# [Aim]
Count the lines in the material below that contain the word "building". Reply with the number only.

....................

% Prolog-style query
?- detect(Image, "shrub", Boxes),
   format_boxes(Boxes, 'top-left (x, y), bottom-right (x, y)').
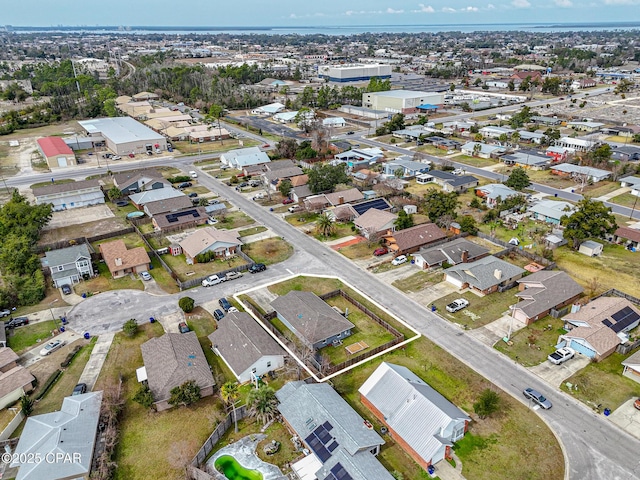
top-left (122, 318), bottom-right (138, 338)
top-left (178, 297), bottom-right (196, 313)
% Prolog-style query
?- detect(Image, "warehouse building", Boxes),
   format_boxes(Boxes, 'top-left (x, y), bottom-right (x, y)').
top-left (318, 63), bottom-right (391, 83)
top-left (78, 117), bottom-right (167, 155)
top-left (362, 90), bottom-right (444, 114)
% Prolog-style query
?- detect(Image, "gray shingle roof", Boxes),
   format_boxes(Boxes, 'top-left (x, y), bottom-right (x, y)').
top-left (11, 392), bottom-right (102, 480)
top-left (512, 270), bottom-right (583, 318)
top-left (209, 312), bottom-right (285, 375)
top-left (276, 382), bottom-right (393, 480)
top-left (140, 332), bottom-right (215, 402)
top-left (271, 290), bottom-right (354, 344)
top-left (444, 255), bottom-right (525, 290)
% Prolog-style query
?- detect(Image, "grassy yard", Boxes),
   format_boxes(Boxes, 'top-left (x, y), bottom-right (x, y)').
top-left (238, 226), bottom-right (267, 237)
top-left (73, 262), bottom-right (144, 295)
top-left (7, 317), bottom-right (62, 355)
top-left (333, 337), bottom-right (564, 480)
top-left (495, 316), bottom-right (565, 367)
top-left (433, 289), bottom-right (518, 328)
top-left (560, 353), bottom-right (640, 410)
top-left (320, 296), bottom-right (393, 365)
top-left (242, 237), bottom-right (293, 265)
top-left (392, 271), bottom-right (444, 293)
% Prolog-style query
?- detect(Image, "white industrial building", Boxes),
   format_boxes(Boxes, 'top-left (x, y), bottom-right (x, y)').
top-left (78, 117), bottom-right (167, 155)
top-left (318, 63), bottom-right (391, 83)
top-left (362, 90), bottom-right (444, 114)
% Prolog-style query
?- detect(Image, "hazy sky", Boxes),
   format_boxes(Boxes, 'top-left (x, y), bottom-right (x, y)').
top-left (6, 0), bottom-right (640, 26)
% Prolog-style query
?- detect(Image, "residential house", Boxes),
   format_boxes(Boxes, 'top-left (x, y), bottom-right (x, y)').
top-left (353, 208), bottom-right (398, 240)
top-left (140, 195), bottom-right (193, 217)
top-left (113, 168), bottom-right (171, 195)
top-left (271, 290), bottom-right (354, 350)
top-left (383, 223), bottom-right (447, 255)
top-left (129, 187), bottom-right (185, 210)
top-left (578, 240), bottom-right (604, 257)
top-left (613, 227), bottom-right (640, 250)
top-left (36, 137), bottom-right (76, 168)
top-left (416, 170), bottom-right (480, 193)
top-left (153, 207), bottom-right (208, 232)
top-left (509, 270), bottom-right (583, 325)
top-left (209, 312), bottom-right (286, 383)
top-left (10, 392), bottom-right (102, 480)
top-left (620, 176), bottom-right (640, 197)
top-left (358, 362), bottom-right (471, 470)
top-left (384, 155), bottom-right (431, 178)
top-left (551, 163), bottom-right (611, 183)
top-left (413, 238), bottom-right (489, 269)
top-left (220, 147), bottom-right (271, 170)
top-left (32, 180), bottom-right (104, 212)
top-left (136, 332), bottom-right (216, 412)
top-left (276, 381), bottom-right (393, 480)
top-left (460, 142), bottom-right (506, 158)
top-left (529, 200), bottom-right (576, 225)
top-left (558, 297), bottom-right (640, 361)
top-left (444, 255), bottom-right (525, 295)
top-left (179, 227), bottom-right (242, 264)
top-left (476, 183), bottom-right (522, 208)
top-left (42, 243), bottom-right (94, 288)
top-left (0, 346), bottom-right (36, 410)
top-left (98, 240), bottom-right (151, 278)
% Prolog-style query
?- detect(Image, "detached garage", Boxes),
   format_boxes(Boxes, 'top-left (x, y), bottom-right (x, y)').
top-left (37, 137), bottom-right (76, 168)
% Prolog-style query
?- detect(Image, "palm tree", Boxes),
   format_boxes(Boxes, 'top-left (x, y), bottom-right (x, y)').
top-left (247, 385), bottom-right (278, 424)
top-left (316, 213), bottom-right (335, 237)
top-left (220, 382), bottom-right (238, 433)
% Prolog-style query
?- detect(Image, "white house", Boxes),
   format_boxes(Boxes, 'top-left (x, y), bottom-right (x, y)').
top-left (209, 312), bottom-right (285, 383)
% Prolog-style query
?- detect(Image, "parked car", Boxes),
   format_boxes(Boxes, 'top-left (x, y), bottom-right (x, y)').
top-left (249, 263), bottom-right (267, 273)
top-left (445, 298), bottom-right (469, 313)
top-left (547, 347), bottom-right (576, 365)
top-left (391, 255), bottom-right (407, 265)
top-left (4, 317), bottom-right (29, 328)
top-left (202, 275), bottom-right (224, 287)
top-left (225, 272), bottom-right (242, 282)
top-left (522, 388), bottom-right (552, 410)
top-left (71, 383), bottom-right (87, 397)
top-left (40, 340), bottom-right (67, 356)
top-left (218, 297), bottom-right (231, 312)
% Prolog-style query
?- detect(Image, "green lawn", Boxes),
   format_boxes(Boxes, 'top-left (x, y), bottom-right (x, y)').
top-left (495, 316), bottom-right (565, 367)
top-left (561, 352), bottom-right (640, 410)
top-left (7, 319), bottom-right (57, 355)
top-left (242, 237), bottom-right (293, 265)
top-left (434, 289), bottom-right (518, 328)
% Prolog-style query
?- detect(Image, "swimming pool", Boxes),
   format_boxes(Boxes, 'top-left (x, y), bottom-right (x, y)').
top-left (215, 455), bottom-right (264, 480)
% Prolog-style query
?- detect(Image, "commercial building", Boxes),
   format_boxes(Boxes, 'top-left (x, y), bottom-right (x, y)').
top-left (318, 63), bottom-right (391, 83)
top-left (77, 117), bottom-right (167, 155)
top-left (362, 90), bottom-right (444, 114)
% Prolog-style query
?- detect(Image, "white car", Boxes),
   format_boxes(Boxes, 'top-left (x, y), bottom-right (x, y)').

....................

# [Exercise output]
3